- **Objective**
Please quote every line word for word.

- **Data shown**
◆ ◆ ◆
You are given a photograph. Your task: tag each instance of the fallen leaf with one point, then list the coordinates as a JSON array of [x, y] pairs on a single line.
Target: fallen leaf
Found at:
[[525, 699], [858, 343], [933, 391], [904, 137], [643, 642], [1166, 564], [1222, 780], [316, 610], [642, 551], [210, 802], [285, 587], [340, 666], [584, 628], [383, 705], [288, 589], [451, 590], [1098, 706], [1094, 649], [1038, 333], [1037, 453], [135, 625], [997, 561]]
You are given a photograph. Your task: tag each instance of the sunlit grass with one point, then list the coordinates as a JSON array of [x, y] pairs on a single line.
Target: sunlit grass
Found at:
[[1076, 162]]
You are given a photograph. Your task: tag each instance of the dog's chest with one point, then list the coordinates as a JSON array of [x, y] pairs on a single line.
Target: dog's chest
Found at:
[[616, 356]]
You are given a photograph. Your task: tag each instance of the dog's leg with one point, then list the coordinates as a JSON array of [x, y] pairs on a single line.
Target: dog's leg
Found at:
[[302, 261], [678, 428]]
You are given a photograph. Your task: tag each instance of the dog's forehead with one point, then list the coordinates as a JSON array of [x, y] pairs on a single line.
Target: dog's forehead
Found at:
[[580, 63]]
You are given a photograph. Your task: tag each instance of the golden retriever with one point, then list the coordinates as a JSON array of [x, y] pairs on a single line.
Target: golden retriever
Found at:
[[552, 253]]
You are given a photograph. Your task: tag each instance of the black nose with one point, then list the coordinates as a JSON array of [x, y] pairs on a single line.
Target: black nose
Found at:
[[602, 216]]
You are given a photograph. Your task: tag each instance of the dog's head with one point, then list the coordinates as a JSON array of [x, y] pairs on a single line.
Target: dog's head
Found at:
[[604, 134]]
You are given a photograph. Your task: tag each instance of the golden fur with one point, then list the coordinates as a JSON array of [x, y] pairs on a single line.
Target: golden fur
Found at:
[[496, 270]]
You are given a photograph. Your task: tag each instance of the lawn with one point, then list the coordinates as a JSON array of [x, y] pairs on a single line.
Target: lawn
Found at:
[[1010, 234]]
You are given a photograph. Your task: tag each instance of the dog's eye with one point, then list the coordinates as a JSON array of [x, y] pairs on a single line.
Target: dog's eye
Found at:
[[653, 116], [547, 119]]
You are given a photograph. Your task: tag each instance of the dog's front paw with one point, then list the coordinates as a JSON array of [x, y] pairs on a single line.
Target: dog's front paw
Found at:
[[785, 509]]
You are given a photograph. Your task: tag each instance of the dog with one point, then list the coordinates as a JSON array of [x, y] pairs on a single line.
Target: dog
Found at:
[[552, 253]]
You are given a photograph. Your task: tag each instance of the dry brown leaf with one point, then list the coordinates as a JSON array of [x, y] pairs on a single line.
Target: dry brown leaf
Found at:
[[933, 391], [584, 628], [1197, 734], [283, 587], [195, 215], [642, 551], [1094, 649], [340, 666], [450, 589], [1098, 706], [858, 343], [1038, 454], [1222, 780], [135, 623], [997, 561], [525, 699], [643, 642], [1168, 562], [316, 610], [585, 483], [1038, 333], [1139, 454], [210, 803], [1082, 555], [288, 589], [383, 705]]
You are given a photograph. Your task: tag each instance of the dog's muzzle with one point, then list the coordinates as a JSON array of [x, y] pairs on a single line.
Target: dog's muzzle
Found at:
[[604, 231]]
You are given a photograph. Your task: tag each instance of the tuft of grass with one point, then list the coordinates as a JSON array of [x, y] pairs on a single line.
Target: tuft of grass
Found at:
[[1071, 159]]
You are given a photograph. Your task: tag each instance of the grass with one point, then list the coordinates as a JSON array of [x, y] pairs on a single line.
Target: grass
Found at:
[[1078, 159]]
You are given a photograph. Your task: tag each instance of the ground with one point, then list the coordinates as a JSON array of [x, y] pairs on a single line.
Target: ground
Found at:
◆ ◆ ◆
- **Task response**
You are given a photograph. Your task: tag each instance of the fallen leaf with one point, then list the coordinates as a JSON array of [x, y] pairs on a single line.
Target: fallen leaf
Found at:
[[525, 699], [858, 343], [933, 391], [904, 137], [643, 642], [1166, 564], [1222, 780], [316, 610], [642, 551], [210, 802], [285, 587], [340, 666], [584, 628], [383, 705], [288, 589], [451, 590], [1098, 706], [1094, 649], [1038, 333], [1037, 453], [135, 625], [997, 561]]
You are given a photograph. Your task: tag each instance of the sunlit grass with one point, then list the coordinates as a JSON array of [x, y] pairs on a single line.
Target: sunlit grass
Found at:
[[1076, 162]]
You are given a photograph. Your task: tag each instance of the dog's chest with one point, then list the coordinates as a JSON array of [x, y] pairs on a single line.
Target: dog's chest
Found at:
[[616, 356]]
You are given a photograph. Your task: tag each instance of the dog's leg with one point, then list the coordinates as a JSON array of [x, y] pairs on a single line.
Target: dog's leg
Found at:
[[302, 261], [678, 428]]
You are given a photograph. Your task: tag each instance of the dog's forehead with one point, then list the coordinates as a JSON array of [x, y] pairs on a single line.
Target: dog's forehead
Found at:
[[580, 63]]
You are given a photograph. Your task: tag each instance of the golden retriever with one point, then list the coordinates as a JSON array of [x, y] pairs on a single line.
Target: golden retriever
Found at:
[[552, 253]]
You are given a photograph. Your task: tag each instance of the black nose with one point, then list the coordinates as a JSON array of [x, y] pairs on a single line.
Target: black nose
Found at:
[[602, 216]]
You are given a photograph. Your task: tag each instance of the dog's head with one point, then list the coordinates as a JSON array of [x, y] pairs on a single line.
Target: dog's head
Found at:
[[604, 134]]
You are given a photograph. Your task: tag each instance of the golden fur with one point, then list the coordinates as a JSON array of [x, y] pairs on a single line.
Target: golden fur
Found at:
[[496, 270]]
You are given a photograph. Your task: tag each instance of the lawn with one point, then list the coordinates as a JSON array of [x, y] pairs on a single line.
Target: lawn
Found at:
[[1010, 234]]
You are given a photograph. Your task: tag each instance of the dog's eye with one point, then list the coordinates as a JSON array of [x, y] pairs on a single line.
Target: dog's eye
Found at:
[[653, 116], [547, 119]]
You are given a photograph. Your task: tag each instance of the dog's front paw with one point, then list the coordinates as a JSON array of [x, y] pairs on a single line.
Target: dog's front paw
Found at:
[[785, 509]]
You are given a photograph. Your task: tag each instance of the dog with one point, then list the coordinates as a JSON array of [x, y] pairs on a single line.
Target: dog
Found at:
[[552, 253]]
You are given a photograph. Your task: tag each instance of the dry brown leaf with one point, then list the coordinates as a JSON array of [x, y] pairs on a single line.
Target: dry brown leaf
Found at:
[[933, 391], [584, 628], [1197, 734], [283, 587], [195, 215], [642, 551], [1094, 649], [340, 666], [450, 589], [1098, 706], [858, 343], [1038, 454], [1222, 780], [135, 623], [997, 561], [525, 699], [643, 642], [1168, 562], [316, 610], [585, 483], [1038, 333], [1139, 454], [210, 803], [1082, 555], [288, 589], [383, 705]]
You are given a photograph. Your task: tag each instance of the dog's muzzle with one point, then list the coordinates as a JSON array of [x, y] pairs on a single line.
Target: dog's muzzle
Found at:
[[604, 231]]
You are given a photograph. Your task: tag each instance of the tuft of grass with one point, then list the coordinates as a JSON array of [x, y] pairs on a single line.
Target: tuft of grass
Found at:
[[1071, 159]]
You are given a photograph. Your task: tag each instance of the grass with one point, then list the coordinates as a JSON array of [x, y] pairs on a single line.
Target: grass
Found at:
[[1078, 159]]
You are given a photograph. Your task: tag each instance of the ground with one point, then list the coordinates as a JSON array of [x, y] pairs on a single line.
Target: ground
Found at:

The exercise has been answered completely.